_TASK TO COMPLETE:_ All lines from the one with "Please point out the lower" to the end of the data: return those exactly, and only those.

====

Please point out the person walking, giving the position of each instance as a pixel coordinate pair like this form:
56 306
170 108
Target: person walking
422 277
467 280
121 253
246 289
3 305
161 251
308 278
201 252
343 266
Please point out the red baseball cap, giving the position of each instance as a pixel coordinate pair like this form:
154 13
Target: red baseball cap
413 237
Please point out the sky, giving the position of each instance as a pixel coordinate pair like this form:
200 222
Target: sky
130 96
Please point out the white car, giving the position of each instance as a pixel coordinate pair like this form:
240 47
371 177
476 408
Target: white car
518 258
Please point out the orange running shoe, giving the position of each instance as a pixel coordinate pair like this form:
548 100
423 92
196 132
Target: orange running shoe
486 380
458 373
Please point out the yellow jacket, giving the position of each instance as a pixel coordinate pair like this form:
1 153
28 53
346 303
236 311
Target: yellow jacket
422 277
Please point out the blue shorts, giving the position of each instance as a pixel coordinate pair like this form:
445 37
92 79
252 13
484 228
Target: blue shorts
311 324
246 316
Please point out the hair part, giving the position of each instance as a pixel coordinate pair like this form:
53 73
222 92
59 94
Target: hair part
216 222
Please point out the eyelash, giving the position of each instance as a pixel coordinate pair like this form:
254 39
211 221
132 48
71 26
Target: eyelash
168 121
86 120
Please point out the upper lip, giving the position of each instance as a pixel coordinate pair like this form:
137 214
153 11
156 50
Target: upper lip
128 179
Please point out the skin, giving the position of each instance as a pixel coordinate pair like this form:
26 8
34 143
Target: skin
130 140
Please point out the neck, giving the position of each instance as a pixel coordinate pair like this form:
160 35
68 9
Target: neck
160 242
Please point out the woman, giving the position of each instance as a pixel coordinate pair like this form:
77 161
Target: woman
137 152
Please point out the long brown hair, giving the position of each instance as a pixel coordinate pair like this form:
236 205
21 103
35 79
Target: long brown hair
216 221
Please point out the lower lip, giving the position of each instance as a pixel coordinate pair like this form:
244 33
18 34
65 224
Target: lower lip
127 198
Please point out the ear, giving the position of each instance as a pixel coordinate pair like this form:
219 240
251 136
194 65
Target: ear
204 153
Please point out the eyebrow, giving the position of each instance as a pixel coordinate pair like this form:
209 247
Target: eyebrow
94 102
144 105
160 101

====

_WRITTEN ANSWER:_
Please point out the lower lip, giving the position of each instance as a pixel coordinate pair like this form:
244 33
18 34
65 224
Target: lower lip
127 198
Please point out the ear, giving the position of each instance as a pixel coordinate pair like this form:
219 240
251 136
194 65
Target: ear
204 153
Please point out the eyebrow, giving the position of each instance as a pixel coordinate pair like this form:
209 247
Target: eyebrow
94 102
144 105
160 101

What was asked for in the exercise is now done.